* SUPPLIED PASSAGE
■ ■ ■ ■ ■
Who cares about Costco, anyway?
04 - FFS: facebook flow state
I still log into Facebook every once in a blue moon. There were years in my life where I couldn’t be torn away from the platform though. Circa 2013, as a newly self-employed WFH designer I hadn’t yet developed the coping strategies you need to have for the loneliness that comes from working almost exclusively by yourself. Facebook, a way more interesting place back then, served as pretty good water cooler banter. Plus, by then that was how you found out what events were happening that weekend. Gig poster culture was getting wrecked by Facebook event listings, and don’t even get me started on when you could just look at a fresh copy of your city’s alt weekly to plan your weekend. Thinking back, in 2013 I know felt a real sense belonging just by participating on my Facebook feed.
I logged in to Facebook the other day for the first time in at least a month. It’s 2022 now and I don’t know why I still check Facebook at all, there is never anything on there. I think I just have the pattern burned into my soul and brain connections at this point. I’ve been opening a new tab, typing “f-a-c” into the browser’s address bar, letting it autocomplete, and pressing enter multiple times a day for well over a decade. Like some sort of strange digital prayer, almost a ritual. My relationship with Facebook is well over ten years long, and a decade is several millennia when it comes to a Web 2.0 tech platform. Honest questions: why the fuck isn’t Facebook dead yet? How many tens of thousands of times have I logged in? Let’s not even start on how much time I’ve spent in Facebook’s blue and white digital halls, stumping it out in the comments like it’s a chatroom circa 1998. We probably could have solved world hunger by now. Instead I (and a lot of other people) chose to rot our brains on likes and comments. This is a sentence tinged with true regret: I tried to quit so many times, I really did.
So back to the other day: it’s a familiar scene. Within fifteen seconds of absentmindedly logging in I was sucked into a comment thread that popped up on my news feed. This one was on the pros/cons of a Costco membership. Old habits die hard, and I found myself weighing in. *For the record, it’s a hard pass for me and Costco. It’s a suburban cult, people! I have a blood pact with my spouse: 1) no wristbanded resort vacations 2) no cruises 3) no Costco memberships. The end.
■ ■ ■ ■ ■
* EXERCISE INSTRUCTIONS
[1] Duplicate the Facebook essay from "04 - FFS: facebook" up to and including "my Facebook feed.".
[2] Please pull out every line of the entries that contains the string "Label", with case counting.
The entries have no connection to the Facebook essay.

Source records:
■ ■ ■ ■ ■
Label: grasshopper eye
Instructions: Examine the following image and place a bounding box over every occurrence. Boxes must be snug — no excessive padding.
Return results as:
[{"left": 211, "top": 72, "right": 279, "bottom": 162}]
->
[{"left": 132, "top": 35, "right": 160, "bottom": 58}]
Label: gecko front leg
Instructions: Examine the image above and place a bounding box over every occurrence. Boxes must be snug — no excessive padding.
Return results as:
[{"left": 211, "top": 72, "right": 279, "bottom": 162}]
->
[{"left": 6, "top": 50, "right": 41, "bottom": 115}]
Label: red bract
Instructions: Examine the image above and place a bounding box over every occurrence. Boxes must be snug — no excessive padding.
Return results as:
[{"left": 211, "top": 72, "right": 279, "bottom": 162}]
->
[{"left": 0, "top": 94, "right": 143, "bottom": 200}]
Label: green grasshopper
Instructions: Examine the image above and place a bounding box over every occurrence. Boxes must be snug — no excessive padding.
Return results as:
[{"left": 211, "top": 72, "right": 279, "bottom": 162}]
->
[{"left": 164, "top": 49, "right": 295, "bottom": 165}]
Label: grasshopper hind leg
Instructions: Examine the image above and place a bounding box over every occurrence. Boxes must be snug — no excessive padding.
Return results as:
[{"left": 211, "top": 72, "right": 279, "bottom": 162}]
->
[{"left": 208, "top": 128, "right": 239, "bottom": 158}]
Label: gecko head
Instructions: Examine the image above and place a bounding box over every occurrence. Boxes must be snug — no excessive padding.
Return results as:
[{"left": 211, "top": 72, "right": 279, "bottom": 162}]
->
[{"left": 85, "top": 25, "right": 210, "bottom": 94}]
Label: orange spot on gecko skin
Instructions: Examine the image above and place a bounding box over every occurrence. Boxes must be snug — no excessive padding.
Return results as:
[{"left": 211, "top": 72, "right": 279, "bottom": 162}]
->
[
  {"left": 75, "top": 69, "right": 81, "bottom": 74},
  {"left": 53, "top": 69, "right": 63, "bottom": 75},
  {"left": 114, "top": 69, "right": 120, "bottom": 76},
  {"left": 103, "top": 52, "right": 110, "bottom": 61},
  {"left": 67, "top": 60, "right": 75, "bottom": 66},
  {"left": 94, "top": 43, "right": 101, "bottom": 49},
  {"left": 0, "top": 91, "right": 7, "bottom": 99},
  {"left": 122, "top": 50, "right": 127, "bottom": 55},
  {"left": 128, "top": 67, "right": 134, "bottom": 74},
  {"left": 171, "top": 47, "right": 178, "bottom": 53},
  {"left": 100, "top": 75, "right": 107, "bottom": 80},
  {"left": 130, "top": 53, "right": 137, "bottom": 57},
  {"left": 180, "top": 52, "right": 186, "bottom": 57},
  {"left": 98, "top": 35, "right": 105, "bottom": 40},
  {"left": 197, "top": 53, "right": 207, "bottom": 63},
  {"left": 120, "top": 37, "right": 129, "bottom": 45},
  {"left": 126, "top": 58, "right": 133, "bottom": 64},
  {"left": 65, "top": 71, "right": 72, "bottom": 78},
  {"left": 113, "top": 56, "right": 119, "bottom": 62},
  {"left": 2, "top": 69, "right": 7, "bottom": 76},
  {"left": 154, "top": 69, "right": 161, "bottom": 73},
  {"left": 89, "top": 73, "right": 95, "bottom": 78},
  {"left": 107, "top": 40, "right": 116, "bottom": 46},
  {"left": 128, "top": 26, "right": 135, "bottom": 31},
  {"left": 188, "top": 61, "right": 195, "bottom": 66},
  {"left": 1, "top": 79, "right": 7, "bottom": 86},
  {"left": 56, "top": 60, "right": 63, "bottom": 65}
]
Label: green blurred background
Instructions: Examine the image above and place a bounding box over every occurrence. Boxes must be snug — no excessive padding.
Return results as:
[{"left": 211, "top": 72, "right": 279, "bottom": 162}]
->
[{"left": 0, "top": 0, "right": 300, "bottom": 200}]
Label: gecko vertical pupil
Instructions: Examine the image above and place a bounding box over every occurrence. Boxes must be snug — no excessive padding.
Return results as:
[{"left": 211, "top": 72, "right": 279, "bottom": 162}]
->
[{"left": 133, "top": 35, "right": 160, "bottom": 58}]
■ ■ ■ ■ ■
* SOLUTIONS IN ORDER
[1]
04 - FFS: facebook flow state
I still log into Facebook every once in a blue moon. There were years in my life where I couldn’t be torn away from the platform though. Circa 2013, as a newly self-employed WFH designer I hadn’t yet developed the coping strategies you need to have for the loneliness that comes from working almost exclusively by yourself. Facebook, a way more interesting place back then, served as pretty good water cooler banter. Plus, by then that was how you found out what events were happening that weekend. Gig poster culture was getting wrecked by Facebook event listings, and don’t even get me started on when you could just look at a fresh copy of your city’s alt weekly to plan your weekend. Thinking back, in 2013 I know felt a real sense belonging just by participating on my Facebook feed.

[2]
Label: grasshopper eye
Label: gecko front leg
Label: red bract
Label: green grasshopper
Label: grasshopper hind leg
Label: gecko head
Label: orange spot on gecko skin
Label: green blurred background
Label: gecko vertical pupil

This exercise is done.